Work to be completed
In the CRISPR patent discussion below, copy the words from "This decision came" up to and including "chomp viruses' DNA.", word for word.

But this is just the US patent, right?

AFAIK, the European patent office already recognizes Charpentier & Doudna as the patent owners.


Yes, just in the US, and only one of the sets of patents in the US. This one is about use of CRISPR-Cas9 in a eukaryotic environment specifically. Both parties have some other claims, and ultimately will have to cross-license each other for the technology to develop. Too bad such an important decision is being left to such a small group of university administrators who know very little about how best to grow the technology into successful therapies and technologies at scale!



Yes, I am certain the background this particular website provides will be super objective and unbiased.....


This decision came on the same day Intelia published positive results with gene editing, the stock would have jumped much higher without this decision:

https://www.youtube.com/watch?v=zl8sRdXFHlM

https://ir.intelliatx.com/news-releases/news-release-details...


Wasn't CRISPR discovered in bacteria rather than invented?


CRISPR is the generic name for a system of proteins and RNA found in bacteria. It was discovered by Francisco Mojica. They all chomp viruses' DNA.

Different bacteria have different proteins.

Among these proteins the most interesting is the CAS-9, isolated "in vitro" by the teams of Jennifer Doudna and Emanuele Charpentier. They also showed it could be programmed to handle different DNA sequences. Feng Zhang then proceeded to do the same in vivo, with eukaryotes, months after.

Doudna and Charpentier filed the application first but the Broad Institute filed it with a express requirement so they were granted first.


It was discovered in bacteria but the invention is about how that technique could be used to target a particular section in the genome of your choice.

Data excerpts
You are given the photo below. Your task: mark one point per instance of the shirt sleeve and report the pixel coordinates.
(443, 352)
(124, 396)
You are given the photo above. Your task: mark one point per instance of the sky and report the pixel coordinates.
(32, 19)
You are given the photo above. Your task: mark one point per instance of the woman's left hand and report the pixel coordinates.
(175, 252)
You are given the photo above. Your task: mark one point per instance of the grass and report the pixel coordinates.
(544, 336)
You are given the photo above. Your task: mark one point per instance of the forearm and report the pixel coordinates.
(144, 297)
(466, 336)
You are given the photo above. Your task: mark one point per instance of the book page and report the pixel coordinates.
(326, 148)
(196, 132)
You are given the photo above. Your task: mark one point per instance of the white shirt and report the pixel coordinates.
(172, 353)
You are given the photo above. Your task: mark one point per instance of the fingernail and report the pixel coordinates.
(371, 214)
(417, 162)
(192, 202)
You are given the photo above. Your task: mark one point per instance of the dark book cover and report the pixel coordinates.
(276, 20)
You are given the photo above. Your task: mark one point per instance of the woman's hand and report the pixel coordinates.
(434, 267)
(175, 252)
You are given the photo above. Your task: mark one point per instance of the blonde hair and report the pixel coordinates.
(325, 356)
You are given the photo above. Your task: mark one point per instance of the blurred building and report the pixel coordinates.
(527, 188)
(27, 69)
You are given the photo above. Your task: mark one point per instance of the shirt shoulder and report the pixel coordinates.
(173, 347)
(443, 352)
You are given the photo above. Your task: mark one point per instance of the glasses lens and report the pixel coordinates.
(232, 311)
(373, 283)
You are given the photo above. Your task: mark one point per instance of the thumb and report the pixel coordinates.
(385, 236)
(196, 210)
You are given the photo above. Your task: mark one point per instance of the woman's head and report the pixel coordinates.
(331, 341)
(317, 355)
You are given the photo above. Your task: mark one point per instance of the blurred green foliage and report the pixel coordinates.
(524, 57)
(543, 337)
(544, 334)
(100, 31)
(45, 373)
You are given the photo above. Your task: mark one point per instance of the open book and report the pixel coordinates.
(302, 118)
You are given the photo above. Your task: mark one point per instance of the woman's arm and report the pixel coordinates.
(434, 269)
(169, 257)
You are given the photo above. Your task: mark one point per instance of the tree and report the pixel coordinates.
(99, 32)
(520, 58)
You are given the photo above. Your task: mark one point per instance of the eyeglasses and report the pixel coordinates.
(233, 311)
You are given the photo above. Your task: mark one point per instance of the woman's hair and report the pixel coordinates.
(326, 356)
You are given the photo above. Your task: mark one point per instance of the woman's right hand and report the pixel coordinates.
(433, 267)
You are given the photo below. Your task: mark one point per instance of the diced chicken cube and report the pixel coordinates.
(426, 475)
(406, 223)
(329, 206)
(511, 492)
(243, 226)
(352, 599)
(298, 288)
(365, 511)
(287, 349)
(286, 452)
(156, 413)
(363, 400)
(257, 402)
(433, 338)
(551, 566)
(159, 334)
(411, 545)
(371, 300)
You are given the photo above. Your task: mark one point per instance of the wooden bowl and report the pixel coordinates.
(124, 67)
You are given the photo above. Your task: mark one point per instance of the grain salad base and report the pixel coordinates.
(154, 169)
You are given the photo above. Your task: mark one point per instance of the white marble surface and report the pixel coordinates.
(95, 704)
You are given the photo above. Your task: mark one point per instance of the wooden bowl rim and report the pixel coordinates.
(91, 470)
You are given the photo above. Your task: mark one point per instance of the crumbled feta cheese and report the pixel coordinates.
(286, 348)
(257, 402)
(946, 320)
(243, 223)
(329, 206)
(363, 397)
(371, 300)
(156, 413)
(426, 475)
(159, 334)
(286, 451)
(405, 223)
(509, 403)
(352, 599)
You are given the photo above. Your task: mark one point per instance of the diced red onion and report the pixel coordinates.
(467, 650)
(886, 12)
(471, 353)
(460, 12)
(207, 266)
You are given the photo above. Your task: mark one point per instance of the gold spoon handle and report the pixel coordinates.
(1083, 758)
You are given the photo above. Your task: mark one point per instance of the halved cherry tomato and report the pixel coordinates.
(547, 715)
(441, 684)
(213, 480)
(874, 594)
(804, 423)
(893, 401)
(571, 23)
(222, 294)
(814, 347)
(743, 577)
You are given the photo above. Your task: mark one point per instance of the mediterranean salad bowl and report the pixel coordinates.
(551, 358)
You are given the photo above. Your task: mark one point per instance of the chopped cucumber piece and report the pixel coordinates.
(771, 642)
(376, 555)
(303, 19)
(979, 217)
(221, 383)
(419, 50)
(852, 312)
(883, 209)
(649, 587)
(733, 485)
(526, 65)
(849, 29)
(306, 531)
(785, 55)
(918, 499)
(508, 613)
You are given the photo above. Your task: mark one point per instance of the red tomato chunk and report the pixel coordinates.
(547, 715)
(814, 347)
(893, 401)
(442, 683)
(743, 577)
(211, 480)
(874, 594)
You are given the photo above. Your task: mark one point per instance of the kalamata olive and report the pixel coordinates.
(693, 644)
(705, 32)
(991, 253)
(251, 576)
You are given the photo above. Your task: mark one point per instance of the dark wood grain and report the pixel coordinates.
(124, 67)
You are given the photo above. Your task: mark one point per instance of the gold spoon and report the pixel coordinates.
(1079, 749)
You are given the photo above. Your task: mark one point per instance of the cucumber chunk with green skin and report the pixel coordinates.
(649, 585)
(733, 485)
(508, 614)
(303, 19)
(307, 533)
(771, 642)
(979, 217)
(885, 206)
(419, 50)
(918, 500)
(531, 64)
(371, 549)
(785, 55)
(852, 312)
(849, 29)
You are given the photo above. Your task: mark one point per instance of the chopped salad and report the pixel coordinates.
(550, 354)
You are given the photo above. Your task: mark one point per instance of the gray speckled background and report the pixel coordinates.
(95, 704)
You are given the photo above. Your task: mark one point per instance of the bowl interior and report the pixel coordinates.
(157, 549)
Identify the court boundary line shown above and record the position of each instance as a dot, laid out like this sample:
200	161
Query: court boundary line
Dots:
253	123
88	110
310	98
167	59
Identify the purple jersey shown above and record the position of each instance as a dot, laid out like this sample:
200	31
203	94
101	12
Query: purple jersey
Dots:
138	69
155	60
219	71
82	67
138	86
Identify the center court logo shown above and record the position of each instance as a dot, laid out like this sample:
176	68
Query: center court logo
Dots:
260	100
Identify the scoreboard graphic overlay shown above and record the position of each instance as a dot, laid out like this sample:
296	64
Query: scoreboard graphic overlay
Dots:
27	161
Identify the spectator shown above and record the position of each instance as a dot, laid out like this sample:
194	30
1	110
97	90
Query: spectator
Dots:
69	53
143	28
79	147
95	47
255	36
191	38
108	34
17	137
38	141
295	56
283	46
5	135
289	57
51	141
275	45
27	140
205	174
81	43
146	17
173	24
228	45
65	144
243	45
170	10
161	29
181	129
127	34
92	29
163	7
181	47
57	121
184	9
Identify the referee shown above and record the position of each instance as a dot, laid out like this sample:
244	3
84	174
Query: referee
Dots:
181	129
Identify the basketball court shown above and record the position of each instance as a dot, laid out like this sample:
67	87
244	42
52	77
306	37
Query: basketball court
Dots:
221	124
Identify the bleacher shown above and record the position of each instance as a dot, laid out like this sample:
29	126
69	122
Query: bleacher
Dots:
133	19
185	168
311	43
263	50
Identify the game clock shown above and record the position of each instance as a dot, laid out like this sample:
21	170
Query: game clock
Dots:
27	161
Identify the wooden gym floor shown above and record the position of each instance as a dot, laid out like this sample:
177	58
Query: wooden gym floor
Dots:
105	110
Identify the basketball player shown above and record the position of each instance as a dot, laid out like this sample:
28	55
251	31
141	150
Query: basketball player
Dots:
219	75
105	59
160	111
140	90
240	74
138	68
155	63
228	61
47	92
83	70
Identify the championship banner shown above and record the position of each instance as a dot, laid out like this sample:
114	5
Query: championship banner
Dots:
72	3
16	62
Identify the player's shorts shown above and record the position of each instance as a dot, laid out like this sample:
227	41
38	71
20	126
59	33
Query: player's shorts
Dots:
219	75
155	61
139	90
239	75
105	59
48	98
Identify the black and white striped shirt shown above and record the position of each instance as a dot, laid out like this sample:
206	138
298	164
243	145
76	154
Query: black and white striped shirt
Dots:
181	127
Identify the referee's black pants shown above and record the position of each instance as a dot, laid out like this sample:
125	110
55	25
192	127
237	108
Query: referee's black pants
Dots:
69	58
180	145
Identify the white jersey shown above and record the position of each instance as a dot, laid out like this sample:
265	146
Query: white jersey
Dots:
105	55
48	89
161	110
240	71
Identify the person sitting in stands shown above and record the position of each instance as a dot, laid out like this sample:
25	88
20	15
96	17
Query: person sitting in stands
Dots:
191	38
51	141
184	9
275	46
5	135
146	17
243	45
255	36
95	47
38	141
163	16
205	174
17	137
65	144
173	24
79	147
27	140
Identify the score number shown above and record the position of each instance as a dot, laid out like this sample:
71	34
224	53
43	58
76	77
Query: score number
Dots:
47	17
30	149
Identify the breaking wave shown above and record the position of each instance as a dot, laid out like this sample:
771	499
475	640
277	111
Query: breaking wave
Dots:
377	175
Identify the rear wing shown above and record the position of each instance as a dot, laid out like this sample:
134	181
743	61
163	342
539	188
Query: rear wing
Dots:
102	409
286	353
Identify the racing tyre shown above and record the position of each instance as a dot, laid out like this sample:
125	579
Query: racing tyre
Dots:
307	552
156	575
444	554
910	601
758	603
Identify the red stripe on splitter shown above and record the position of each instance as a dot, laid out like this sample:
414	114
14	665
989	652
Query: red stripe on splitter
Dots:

Solved exercise
This decision came on the same day Intelia published positive results with gene editing, the stock would have jumped much higher without this decision:

https://www.youtube.com/watch?v=zl8sRdXFHlM

https://ir.intelliatx.com/news-releases/news-release-details...


Wasn't CRISPR discovered in bacteria rather than invented?


CRISPR is the generic name for a system of proteins and RNA found in bacteria. It was discovered by Francisco Mojica. They all chomp viruses' DNA.